Beginning at the line that contains "mark: the innermost point of each instance of the beige", transcribe the remaining lines of the listing exactly; include the final line and omit everything before.

# # # # # # #

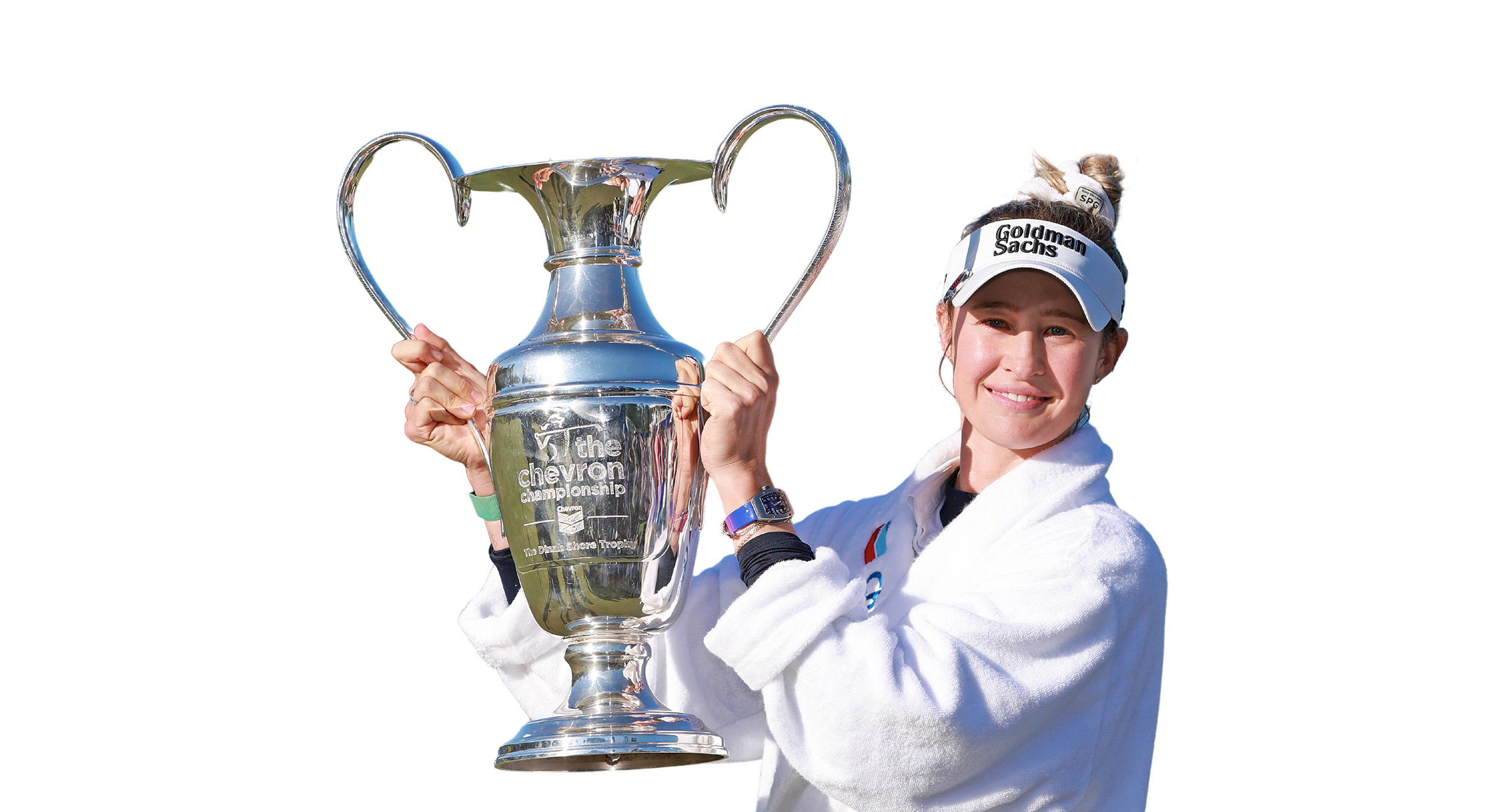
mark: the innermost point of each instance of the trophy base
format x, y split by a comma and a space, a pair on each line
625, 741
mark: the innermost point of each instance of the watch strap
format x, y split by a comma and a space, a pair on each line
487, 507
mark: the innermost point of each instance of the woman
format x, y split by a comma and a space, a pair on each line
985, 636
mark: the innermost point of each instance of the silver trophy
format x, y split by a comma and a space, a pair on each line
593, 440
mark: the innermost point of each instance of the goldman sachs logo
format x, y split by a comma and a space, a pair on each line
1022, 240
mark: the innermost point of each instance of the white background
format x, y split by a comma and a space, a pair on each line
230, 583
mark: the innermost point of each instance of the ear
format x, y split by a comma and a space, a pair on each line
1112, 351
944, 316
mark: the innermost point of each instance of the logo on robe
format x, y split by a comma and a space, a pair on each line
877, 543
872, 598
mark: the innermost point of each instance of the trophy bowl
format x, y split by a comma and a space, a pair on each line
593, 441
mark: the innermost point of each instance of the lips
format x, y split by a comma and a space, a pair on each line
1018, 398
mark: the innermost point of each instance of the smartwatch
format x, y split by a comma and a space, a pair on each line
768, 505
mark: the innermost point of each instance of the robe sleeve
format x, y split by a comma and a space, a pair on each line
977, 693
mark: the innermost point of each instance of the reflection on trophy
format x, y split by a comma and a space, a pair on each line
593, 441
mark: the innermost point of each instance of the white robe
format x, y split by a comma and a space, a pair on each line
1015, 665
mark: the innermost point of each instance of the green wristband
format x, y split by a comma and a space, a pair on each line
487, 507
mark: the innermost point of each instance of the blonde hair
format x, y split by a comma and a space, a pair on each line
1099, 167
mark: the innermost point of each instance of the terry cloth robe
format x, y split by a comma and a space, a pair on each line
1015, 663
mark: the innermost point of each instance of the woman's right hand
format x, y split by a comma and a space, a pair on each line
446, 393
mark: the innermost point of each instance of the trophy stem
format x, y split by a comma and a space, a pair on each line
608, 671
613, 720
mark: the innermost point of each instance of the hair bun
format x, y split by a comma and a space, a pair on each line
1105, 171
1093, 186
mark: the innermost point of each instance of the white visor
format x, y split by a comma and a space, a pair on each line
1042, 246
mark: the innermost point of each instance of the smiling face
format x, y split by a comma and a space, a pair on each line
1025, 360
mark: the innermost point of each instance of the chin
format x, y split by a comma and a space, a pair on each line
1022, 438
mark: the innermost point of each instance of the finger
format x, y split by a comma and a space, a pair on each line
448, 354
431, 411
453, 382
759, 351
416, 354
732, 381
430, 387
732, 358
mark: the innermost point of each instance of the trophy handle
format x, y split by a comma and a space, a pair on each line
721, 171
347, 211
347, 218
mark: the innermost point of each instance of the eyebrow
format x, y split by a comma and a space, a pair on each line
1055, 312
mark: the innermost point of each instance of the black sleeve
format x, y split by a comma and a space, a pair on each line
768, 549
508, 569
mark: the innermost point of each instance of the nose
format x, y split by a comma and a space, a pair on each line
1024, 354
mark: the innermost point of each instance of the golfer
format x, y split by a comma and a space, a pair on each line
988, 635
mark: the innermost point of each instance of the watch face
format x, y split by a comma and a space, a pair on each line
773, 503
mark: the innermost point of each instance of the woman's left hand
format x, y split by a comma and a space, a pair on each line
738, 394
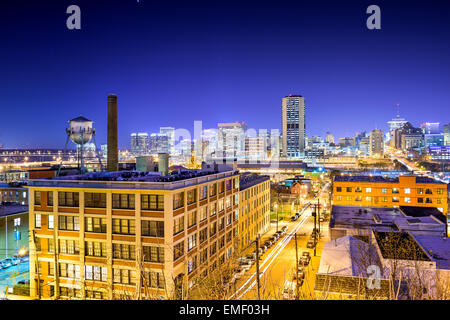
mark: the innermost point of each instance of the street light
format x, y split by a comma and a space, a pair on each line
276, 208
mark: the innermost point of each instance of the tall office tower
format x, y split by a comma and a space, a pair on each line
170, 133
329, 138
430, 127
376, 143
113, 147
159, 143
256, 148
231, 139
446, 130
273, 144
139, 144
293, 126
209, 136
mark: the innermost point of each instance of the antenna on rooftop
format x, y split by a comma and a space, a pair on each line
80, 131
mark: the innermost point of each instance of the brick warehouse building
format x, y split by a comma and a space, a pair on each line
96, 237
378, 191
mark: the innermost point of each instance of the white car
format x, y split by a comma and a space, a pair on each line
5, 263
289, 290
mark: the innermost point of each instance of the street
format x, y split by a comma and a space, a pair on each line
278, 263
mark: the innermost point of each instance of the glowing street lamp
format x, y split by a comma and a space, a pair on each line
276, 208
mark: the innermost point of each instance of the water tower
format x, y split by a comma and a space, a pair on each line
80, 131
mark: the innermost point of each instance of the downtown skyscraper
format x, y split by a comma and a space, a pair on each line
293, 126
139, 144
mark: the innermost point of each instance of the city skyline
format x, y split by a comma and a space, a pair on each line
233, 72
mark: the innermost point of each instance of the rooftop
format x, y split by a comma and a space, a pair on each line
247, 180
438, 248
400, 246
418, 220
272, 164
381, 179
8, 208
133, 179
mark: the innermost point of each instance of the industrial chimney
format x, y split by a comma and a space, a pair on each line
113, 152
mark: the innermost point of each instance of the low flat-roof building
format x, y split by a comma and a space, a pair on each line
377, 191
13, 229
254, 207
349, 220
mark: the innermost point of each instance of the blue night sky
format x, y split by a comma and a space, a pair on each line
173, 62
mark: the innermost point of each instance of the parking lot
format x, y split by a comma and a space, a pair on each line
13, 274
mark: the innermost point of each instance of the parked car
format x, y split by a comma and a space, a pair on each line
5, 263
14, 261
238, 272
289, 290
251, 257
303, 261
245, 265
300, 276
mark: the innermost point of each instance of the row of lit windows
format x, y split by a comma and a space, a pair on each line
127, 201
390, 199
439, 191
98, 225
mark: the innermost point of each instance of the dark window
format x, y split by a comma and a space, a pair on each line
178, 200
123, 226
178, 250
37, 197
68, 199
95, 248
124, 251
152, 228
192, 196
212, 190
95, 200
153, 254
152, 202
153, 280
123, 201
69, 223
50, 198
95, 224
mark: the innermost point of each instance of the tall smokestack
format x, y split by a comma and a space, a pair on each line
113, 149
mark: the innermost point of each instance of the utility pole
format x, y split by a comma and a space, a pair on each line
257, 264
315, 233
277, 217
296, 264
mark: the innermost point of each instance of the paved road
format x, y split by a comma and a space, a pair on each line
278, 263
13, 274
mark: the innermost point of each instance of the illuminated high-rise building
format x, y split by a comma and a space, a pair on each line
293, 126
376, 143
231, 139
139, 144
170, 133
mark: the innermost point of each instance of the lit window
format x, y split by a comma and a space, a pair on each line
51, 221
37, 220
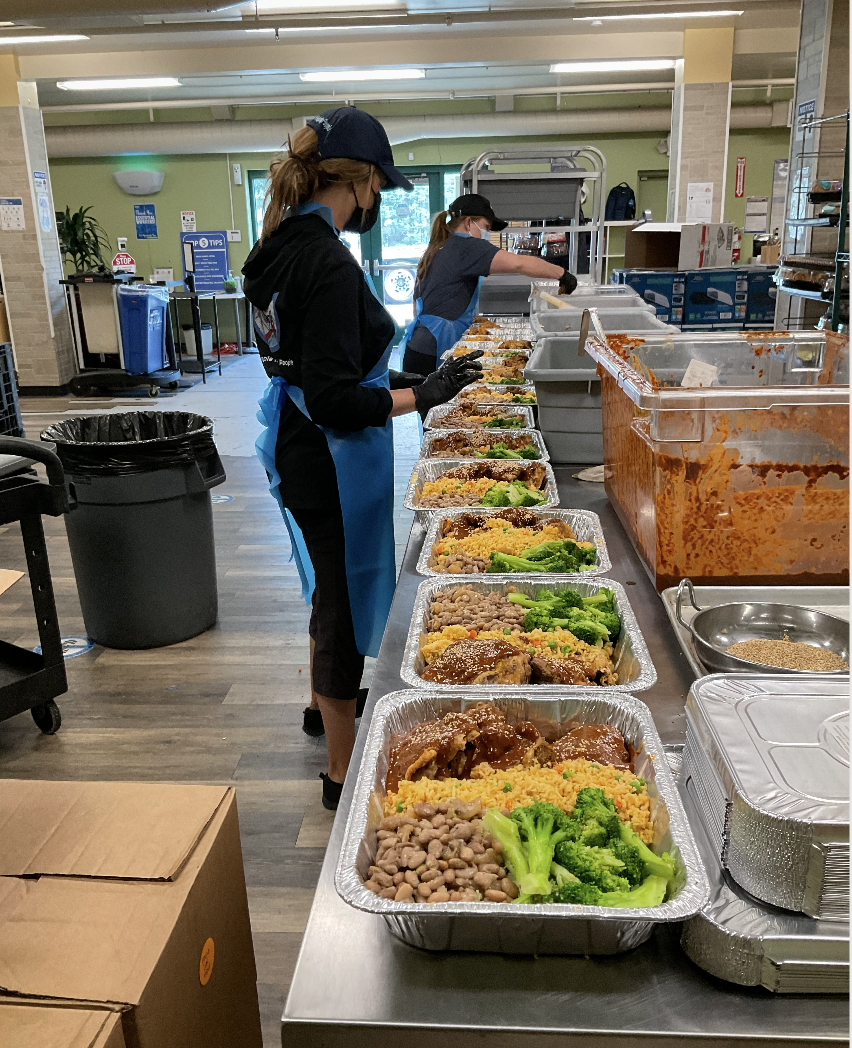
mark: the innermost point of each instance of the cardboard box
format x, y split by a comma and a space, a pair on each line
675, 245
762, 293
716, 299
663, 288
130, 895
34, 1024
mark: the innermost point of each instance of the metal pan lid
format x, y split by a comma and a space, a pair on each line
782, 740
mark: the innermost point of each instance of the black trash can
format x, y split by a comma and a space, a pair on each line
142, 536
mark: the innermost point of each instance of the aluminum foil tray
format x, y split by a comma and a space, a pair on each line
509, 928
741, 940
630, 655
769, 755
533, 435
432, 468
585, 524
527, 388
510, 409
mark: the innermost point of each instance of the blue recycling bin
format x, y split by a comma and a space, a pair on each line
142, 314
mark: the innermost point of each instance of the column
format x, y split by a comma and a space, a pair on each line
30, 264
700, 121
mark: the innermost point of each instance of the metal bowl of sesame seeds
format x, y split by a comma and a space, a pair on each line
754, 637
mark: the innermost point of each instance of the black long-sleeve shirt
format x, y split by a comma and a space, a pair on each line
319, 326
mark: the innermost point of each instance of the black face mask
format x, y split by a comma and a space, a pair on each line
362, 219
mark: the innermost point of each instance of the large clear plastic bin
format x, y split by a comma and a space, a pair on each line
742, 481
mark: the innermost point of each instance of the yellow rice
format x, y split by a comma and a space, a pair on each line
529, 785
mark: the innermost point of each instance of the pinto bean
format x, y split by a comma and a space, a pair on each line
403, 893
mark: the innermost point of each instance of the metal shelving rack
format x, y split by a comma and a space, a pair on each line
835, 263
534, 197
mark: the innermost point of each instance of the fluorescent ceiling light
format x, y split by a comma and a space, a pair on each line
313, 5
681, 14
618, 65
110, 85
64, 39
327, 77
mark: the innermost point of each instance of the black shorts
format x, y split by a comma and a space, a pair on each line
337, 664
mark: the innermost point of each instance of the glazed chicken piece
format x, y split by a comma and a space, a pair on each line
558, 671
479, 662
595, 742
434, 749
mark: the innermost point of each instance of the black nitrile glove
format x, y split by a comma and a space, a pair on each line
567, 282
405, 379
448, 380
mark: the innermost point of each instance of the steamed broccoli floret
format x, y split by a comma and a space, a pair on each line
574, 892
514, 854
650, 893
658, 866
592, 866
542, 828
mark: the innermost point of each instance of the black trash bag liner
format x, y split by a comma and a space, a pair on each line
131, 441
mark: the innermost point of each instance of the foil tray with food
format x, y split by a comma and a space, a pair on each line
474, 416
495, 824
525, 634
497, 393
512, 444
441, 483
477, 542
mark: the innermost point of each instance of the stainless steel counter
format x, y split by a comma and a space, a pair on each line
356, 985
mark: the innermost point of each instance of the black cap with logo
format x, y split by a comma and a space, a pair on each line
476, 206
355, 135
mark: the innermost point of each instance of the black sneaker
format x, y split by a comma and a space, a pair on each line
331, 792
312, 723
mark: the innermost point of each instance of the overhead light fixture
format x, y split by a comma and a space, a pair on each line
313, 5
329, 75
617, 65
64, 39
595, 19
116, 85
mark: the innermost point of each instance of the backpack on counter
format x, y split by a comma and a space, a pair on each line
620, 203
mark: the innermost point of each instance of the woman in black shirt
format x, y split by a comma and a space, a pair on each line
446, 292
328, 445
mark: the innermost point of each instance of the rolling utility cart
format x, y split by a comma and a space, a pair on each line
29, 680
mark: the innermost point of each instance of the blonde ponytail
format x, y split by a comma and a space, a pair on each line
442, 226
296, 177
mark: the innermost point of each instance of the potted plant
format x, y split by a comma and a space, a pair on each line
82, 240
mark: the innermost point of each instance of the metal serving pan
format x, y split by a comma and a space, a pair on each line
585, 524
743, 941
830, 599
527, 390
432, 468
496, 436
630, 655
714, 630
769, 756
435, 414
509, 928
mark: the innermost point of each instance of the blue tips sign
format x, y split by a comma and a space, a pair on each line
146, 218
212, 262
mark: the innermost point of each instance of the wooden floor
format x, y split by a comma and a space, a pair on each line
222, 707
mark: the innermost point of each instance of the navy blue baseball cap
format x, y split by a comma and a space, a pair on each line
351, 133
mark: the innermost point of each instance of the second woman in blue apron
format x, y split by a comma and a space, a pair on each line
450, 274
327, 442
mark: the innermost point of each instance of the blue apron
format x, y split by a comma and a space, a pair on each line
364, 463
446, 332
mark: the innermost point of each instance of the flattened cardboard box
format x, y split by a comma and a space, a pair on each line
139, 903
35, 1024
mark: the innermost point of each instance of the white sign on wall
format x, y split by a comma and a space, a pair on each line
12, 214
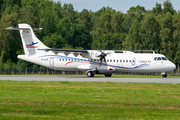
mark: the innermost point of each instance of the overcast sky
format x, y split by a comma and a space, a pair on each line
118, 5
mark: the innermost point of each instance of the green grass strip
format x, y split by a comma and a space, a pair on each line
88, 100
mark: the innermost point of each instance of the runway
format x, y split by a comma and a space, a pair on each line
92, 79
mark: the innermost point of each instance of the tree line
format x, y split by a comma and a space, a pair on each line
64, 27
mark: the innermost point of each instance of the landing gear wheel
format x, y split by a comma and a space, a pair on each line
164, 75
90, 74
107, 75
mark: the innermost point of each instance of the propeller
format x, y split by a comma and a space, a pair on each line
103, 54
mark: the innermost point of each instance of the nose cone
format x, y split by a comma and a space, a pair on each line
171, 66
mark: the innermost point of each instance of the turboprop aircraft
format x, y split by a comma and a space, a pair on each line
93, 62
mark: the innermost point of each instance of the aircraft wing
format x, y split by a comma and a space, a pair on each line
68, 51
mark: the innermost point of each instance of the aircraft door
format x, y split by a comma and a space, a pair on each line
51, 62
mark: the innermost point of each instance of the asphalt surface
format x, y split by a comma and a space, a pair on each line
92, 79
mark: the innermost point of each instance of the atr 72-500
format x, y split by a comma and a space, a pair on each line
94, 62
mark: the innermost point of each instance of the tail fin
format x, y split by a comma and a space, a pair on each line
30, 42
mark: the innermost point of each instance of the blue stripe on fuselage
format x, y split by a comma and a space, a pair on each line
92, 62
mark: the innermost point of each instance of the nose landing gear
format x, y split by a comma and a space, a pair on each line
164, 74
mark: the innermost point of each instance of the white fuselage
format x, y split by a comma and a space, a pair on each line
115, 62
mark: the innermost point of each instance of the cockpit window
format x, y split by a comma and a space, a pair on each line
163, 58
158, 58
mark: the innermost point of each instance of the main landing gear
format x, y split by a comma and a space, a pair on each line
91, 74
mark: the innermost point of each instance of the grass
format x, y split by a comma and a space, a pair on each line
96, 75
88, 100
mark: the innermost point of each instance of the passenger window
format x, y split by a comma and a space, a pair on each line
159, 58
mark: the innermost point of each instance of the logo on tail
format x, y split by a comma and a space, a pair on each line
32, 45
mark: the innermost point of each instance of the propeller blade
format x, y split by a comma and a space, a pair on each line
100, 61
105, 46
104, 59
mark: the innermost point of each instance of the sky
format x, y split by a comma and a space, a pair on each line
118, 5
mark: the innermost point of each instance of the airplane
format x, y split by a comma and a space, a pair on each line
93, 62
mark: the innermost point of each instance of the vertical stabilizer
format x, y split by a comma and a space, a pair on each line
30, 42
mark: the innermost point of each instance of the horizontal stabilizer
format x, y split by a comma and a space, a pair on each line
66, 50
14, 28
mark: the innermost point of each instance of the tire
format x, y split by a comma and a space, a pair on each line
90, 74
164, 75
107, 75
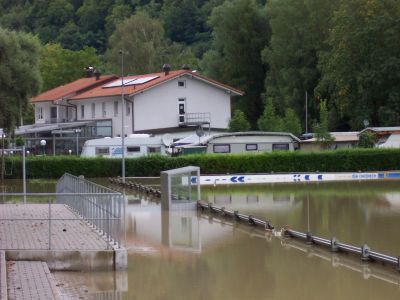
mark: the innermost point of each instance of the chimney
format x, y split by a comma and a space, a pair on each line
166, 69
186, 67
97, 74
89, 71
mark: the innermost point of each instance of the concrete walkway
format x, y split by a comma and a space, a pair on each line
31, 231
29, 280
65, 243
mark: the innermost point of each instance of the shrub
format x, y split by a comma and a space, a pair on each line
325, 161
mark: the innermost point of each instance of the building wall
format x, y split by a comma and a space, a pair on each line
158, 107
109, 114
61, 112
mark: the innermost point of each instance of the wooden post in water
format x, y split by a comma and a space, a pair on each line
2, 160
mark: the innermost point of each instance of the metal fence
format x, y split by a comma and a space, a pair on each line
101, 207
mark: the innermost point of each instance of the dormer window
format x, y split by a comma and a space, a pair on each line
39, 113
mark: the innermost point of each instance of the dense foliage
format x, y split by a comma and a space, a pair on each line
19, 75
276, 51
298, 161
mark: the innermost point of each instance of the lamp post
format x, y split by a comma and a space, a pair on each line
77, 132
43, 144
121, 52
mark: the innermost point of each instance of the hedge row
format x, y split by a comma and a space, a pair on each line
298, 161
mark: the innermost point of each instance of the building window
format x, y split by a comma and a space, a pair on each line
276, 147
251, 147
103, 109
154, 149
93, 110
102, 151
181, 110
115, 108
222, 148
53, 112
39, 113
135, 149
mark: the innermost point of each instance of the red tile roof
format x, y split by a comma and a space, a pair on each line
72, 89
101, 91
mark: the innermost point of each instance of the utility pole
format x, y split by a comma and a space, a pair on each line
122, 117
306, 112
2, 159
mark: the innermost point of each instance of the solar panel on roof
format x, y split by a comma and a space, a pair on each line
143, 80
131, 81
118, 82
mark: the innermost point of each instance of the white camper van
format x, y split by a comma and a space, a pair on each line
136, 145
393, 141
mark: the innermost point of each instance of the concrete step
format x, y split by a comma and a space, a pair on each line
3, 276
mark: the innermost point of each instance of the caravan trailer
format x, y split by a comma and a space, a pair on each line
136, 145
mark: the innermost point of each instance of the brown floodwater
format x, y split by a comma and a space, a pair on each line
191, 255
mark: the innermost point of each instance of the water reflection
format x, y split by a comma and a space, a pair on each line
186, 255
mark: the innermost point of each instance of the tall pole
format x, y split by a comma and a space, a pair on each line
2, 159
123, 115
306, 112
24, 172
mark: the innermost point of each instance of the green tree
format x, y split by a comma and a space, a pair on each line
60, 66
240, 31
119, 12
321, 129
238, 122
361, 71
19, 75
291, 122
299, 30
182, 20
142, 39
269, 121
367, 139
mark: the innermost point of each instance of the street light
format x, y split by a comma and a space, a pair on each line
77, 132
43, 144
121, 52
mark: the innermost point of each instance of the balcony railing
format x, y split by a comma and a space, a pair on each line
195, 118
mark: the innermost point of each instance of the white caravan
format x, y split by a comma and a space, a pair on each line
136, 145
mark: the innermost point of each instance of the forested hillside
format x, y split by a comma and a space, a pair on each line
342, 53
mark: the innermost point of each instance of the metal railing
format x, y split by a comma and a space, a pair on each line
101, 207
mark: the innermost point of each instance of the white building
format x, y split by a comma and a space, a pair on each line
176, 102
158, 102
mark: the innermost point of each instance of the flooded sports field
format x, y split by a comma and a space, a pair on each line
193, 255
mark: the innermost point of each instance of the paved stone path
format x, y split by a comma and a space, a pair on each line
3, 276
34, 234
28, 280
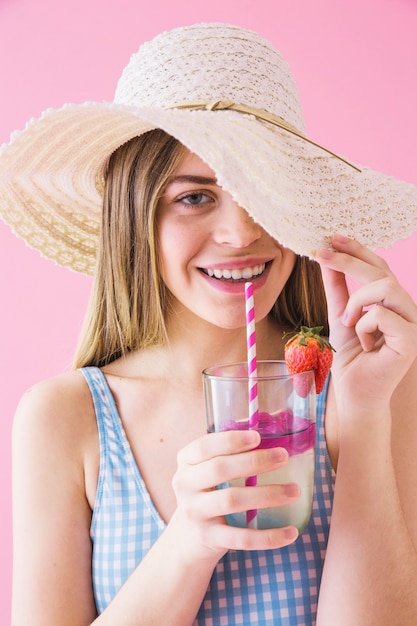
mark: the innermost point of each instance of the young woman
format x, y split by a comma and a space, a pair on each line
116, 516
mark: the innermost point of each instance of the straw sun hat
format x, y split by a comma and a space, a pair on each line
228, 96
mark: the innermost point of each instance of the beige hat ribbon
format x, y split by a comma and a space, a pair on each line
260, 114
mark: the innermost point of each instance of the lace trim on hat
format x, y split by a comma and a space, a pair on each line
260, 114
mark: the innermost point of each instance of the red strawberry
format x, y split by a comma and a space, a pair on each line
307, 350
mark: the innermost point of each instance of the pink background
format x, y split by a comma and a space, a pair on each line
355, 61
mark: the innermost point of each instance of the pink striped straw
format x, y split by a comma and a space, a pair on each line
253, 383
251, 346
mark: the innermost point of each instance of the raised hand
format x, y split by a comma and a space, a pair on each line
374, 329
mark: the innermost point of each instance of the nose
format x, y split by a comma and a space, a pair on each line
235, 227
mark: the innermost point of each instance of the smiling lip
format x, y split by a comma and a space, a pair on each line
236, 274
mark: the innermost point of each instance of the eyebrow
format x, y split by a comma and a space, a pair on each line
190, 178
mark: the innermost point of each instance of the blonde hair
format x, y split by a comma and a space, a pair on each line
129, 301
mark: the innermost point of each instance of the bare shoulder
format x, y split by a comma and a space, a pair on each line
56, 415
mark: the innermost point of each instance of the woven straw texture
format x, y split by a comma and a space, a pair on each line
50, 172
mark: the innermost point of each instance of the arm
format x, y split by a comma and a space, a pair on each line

# # # # # # #

- RESPONSE:
mark: the innermost point of each instance of the beige hat ribbon
format x, y split by a comma and a space, a pair on each line
260, 114
mark: the innermost point of each instance of the lace trim on hat
format x, y split by a comma and a space, a pair on each line
260, 114
mark: the innermost point of each instance of the red strawberry
format x, y split by a comma and a space, a pair on each line
307, 350
mark: the innermost point of each instance of the pink background
format x, y split by a comma and a space, a pair on each line
355, 61
mark: the innermost point of each instance of the pink striped straw
format x, y split by a comma and a space, a pair on each line
253, 383
251, 346
mark: the innermost point of each instance of the raised hand
format x, y split by a comma and a space, a pair on each line
374, 329
mark: the innermost point of each instance of the nose
format x, y split by a comma and a space, a pair on each line
235, 227
mark: the innermost point of each instance of the smiling lip
format x, y split by a comma and a space, a pair on each line
236, 274
mark: the innermost point of each instance of the eyebrow
format x, y split by a comma and a space, a pair on each line
190, 178
mark: the innermost point of each instance of the blonde hair
format x, y split by a comma and a space, a pair on each line
129, 301
mark: the innermost point of each instance of the bare shoulder
format x, y split by a comma and a space, a pair on each line
56, 415
mark: the innermost point of each instance of the woven straw texture
format x, y split by a comma and a space, a pair on each line
50, 172
mark: the innermost point of each instance of the arm
format x, y split by a comma and a space, a pair on each line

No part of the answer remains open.